Written exercise: Pull out every line in the data below that contains the word "fork", and copy each one in full. Match case exactly.

## START Records provided

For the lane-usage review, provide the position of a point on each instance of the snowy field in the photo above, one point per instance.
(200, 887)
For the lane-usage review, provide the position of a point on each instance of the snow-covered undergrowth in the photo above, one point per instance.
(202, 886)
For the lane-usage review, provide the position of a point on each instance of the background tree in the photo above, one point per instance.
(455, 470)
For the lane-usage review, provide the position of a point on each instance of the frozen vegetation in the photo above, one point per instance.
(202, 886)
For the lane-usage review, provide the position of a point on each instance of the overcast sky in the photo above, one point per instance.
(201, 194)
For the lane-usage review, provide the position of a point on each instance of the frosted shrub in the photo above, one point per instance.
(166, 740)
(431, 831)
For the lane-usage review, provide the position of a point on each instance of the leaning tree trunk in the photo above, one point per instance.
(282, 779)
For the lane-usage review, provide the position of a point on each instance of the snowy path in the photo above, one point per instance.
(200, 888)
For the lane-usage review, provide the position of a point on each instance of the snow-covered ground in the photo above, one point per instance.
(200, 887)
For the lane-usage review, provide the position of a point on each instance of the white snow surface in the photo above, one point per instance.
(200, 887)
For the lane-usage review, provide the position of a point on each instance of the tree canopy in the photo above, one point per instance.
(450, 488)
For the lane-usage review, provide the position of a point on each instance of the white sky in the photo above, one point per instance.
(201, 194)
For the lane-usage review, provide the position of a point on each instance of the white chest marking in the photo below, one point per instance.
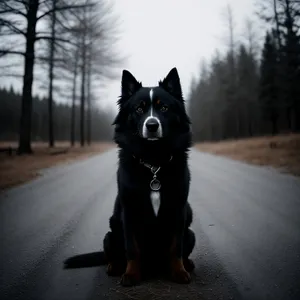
(155, 200)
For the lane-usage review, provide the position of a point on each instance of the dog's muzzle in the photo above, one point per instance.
(152, 129)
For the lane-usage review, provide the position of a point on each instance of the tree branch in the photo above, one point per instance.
(5, 52)
(12, 27)
(62, 8)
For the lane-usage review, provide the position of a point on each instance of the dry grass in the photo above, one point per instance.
(19, 169)
(282, 151)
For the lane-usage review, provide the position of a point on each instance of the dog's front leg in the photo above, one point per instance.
(132, 274)
(178, 271)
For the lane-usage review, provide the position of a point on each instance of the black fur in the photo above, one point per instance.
(133, 222)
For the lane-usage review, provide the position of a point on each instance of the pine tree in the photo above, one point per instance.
(269, 91)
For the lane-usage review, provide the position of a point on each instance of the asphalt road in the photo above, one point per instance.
(247, 223)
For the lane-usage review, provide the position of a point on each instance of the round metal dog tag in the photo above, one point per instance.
(155, 185)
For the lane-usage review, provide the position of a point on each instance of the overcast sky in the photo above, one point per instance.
(160, 34)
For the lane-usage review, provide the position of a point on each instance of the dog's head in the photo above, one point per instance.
(151, 115)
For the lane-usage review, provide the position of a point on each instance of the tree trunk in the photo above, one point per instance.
(277, 24)
(82, 98)
(26, 110)
(89, 104)
(51, 67)
(72, 137)
(274, 121)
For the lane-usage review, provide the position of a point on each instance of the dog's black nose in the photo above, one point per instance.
(152, 125)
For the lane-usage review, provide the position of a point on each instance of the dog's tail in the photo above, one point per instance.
(87, 260)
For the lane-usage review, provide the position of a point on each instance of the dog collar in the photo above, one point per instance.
(155, 184)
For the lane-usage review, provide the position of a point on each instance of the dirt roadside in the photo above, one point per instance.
(16, 169)
(281, 152)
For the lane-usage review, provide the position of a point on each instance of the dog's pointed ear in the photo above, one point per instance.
(129, 85)
(172, 84)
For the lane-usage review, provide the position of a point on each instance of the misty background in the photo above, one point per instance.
(61, 63)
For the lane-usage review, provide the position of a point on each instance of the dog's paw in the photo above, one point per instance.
(188, 265)
(130, 279)
(115, 269)
(181, 276)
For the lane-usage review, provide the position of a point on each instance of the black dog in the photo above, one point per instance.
(151, 217)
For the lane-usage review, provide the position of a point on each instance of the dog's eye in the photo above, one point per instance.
(139, 110)
(164, 108)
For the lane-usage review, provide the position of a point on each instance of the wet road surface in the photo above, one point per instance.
(246, 220)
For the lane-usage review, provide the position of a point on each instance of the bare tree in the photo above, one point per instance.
(20, 18)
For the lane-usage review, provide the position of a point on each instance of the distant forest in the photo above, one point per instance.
(10, 110)
(247, 92)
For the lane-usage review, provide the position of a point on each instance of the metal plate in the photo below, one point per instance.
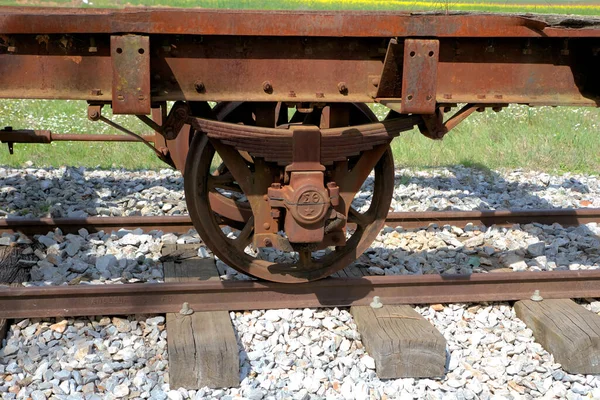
(419, 76)
(130, 56)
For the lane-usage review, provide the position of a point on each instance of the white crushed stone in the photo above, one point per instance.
(299, 354)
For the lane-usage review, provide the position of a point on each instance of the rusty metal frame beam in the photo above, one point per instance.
(538, 71)
(39, 20)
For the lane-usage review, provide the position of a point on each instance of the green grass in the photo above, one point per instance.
(60, 116)
(544, 139)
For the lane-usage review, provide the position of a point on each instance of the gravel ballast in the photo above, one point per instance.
(300, 354)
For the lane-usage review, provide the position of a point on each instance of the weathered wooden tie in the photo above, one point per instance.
(566, 330)
(202, 346)
(12, 272)
(402, 342)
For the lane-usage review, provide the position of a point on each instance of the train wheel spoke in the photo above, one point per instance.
(275, 257)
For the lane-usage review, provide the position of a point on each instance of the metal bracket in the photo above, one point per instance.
(130, 56)
(419, 76)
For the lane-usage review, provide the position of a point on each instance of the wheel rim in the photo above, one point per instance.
(301, 265)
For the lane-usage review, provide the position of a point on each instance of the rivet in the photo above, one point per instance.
(376, 303)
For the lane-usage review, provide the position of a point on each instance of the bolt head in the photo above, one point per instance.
(267, 87)
(199, 86)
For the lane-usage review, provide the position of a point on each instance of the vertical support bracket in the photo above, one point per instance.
(130, 56)
(419, 76)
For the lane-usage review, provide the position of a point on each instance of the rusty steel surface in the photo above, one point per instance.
(276, 144)
(408, 220)
(36, 226)
(219, 55)
(115, 299)
(45, 136)
(419, 76)
(130, 55)
(21, 20)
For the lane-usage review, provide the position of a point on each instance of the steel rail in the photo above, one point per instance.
(121, 299)
(181, 224)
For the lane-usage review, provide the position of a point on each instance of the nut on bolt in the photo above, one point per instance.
(267, 87)
(199, 86)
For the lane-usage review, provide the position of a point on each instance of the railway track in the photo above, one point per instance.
(205, 304)
(181, 224)
(156, 298)
(18, 302)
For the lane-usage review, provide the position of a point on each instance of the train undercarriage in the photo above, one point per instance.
(273, 170)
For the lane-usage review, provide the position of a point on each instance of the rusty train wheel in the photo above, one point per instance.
(297, 264)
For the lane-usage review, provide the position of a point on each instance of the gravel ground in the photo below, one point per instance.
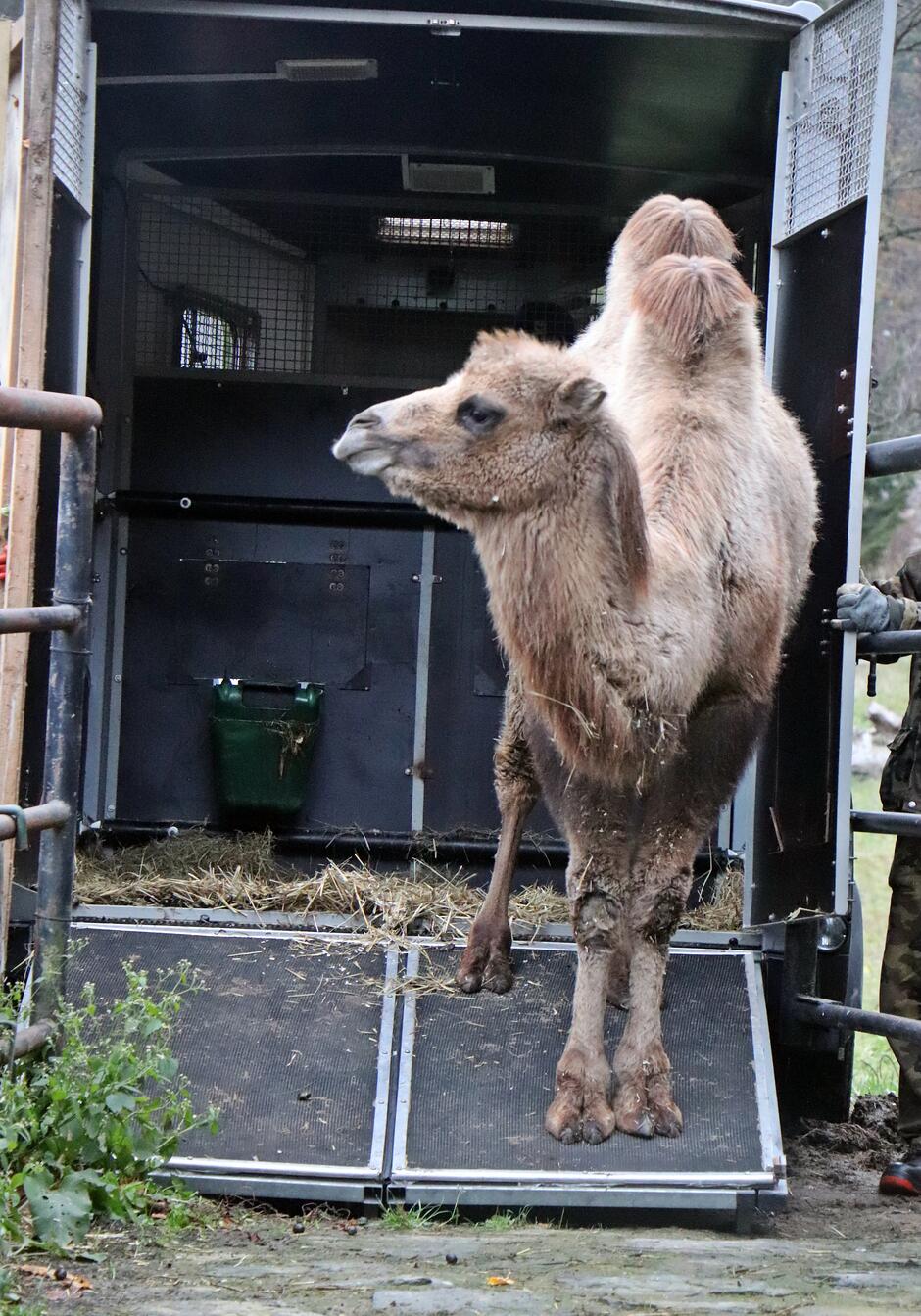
(839, 1250)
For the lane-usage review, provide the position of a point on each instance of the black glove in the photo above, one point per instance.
(863, 607)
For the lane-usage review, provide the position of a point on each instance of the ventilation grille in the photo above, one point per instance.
(70, 164)
(835, 75)
(326, 70)
(460, 179)
(345, 295)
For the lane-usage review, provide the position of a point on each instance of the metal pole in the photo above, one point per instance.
(20, 620)
(894, 456)
(64, 733)
(54, 813)
(887, 824)
(812, 1009)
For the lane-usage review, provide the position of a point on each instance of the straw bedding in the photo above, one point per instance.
(240, 873)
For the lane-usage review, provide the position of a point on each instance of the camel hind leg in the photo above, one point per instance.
(487, 957)
(680, 808)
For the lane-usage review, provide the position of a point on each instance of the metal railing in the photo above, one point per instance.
(68, 618)
(890, 457)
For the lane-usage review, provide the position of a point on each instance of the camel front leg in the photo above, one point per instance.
(487, 958)
(642, 1073)
(580, 1109)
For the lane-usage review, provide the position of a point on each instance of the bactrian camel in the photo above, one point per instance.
(644, 511)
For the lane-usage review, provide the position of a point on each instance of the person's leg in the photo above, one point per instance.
(900, 981)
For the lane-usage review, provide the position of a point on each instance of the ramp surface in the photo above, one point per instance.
(476, 1075)
(290, 1037)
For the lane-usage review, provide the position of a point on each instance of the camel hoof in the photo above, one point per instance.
(486, 962)
(499, 974)
(496, 975)
(570, 1119)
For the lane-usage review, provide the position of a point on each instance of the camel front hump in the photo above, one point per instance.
(602, 484)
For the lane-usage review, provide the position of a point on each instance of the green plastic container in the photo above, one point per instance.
(262, 741)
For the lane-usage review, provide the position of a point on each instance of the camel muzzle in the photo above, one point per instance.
(364, 446)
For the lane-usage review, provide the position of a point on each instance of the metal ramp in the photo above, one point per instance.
(294, 1037)
(478, 1073)
(291, 1036)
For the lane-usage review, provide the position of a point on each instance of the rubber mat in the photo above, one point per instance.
(284, 1037)
(478, 1074)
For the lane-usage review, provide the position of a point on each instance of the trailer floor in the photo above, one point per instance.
(840, 1250)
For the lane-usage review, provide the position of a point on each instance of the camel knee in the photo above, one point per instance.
(598, 923)
(514, 779)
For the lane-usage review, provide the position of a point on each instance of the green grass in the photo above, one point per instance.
(412, 1217)
(504, 1220)
(875, 1069)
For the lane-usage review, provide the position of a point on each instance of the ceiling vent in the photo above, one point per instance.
(464, 179)
(326, 70)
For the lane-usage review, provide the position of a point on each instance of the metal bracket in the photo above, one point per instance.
(14, 810)
(843, 424)
(445, 26)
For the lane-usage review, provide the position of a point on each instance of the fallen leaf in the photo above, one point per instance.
(73, 1282)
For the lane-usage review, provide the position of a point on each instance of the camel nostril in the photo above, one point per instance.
(365, 418)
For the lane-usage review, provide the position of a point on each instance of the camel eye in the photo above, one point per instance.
(479, 416)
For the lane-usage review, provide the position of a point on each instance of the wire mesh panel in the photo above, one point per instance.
(349, 292)
(835, 69)
(70, 102)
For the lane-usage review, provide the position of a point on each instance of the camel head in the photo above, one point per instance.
(499, 436)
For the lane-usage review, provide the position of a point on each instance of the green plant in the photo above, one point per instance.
(503, 1220)
(85, 1123)
(412, 1217)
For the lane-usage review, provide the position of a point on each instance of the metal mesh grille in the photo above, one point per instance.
(69, 136)
(348, 294)
(831, 137)
(483, 1074)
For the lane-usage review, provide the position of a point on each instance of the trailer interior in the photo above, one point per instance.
(268, 218)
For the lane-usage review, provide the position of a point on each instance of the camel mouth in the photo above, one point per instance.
(364, 453)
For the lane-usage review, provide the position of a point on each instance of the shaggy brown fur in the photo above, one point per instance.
(629, 545)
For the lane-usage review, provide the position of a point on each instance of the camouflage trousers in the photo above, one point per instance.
(900, 979)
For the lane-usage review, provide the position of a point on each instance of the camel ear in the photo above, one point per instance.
(578, 399)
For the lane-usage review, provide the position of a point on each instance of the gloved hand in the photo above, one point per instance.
(863, 607)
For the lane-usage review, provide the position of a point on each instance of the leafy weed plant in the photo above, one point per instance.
(84, 1123)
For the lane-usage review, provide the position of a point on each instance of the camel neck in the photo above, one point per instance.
(563, 583)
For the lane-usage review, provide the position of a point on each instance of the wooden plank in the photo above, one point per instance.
(26, 368)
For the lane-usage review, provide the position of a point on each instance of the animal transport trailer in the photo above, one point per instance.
(254, 240)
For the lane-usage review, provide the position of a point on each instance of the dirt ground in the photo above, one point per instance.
(839, 1250)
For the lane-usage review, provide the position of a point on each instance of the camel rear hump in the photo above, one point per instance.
(691, 299)
(670, 223)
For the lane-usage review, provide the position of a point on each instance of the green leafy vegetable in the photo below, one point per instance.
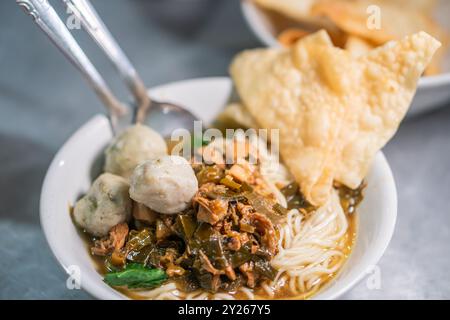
(136, 276)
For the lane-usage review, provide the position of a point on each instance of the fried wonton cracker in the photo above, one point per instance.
(334, 111)
(357, 46)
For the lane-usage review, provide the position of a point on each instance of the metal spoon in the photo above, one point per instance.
(164, 117)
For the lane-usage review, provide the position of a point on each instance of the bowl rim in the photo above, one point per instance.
(249, 9)
(109, 293)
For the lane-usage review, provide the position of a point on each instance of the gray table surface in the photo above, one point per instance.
(43, 100)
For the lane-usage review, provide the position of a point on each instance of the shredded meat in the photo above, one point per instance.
(265, 227)
(234, 243)
(211, 211)
(247, 271)
(207, 265)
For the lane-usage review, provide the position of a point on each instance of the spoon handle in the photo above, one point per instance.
(48, 20)
(93, 24)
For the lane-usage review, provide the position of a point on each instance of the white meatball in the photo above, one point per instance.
(106, 204)
(132, 147)
(166, 184)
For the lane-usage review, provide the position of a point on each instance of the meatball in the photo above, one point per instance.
(165, 184)
(106, 204)
(132, 147)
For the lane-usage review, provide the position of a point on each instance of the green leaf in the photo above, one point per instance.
(136, 276)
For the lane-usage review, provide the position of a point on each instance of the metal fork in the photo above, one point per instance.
(164, 117)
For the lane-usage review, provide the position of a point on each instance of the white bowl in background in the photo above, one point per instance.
(433, 91)
(70, 175)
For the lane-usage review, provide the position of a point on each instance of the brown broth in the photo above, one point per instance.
(282, 293)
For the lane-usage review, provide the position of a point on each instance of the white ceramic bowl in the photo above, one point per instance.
(70, 175)
(433, 91)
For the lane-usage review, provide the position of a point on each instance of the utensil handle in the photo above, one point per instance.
(48, 20)
(93, 24)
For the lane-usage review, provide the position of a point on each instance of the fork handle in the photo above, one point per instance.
(94, 25)
(48, 20)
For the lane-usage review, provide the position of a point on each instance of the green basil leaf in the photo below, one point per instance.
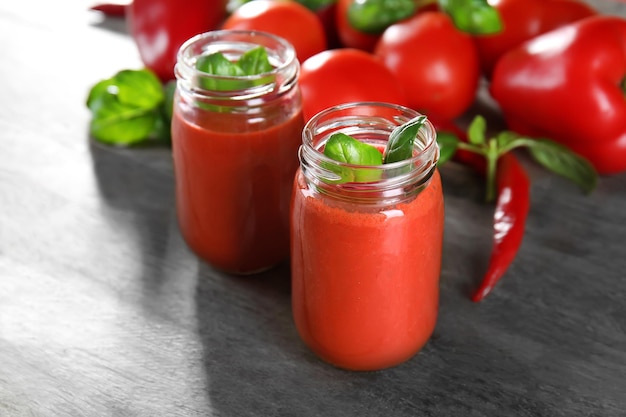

## END Records provided

Exercise output:
For the lane-usage review, provide the position of a point on each instance of the metal fork in the photo above, one point per instance.
For the lane-usage review, provide the position of a point on each instance of the fork handle in the photo above, one point per instance.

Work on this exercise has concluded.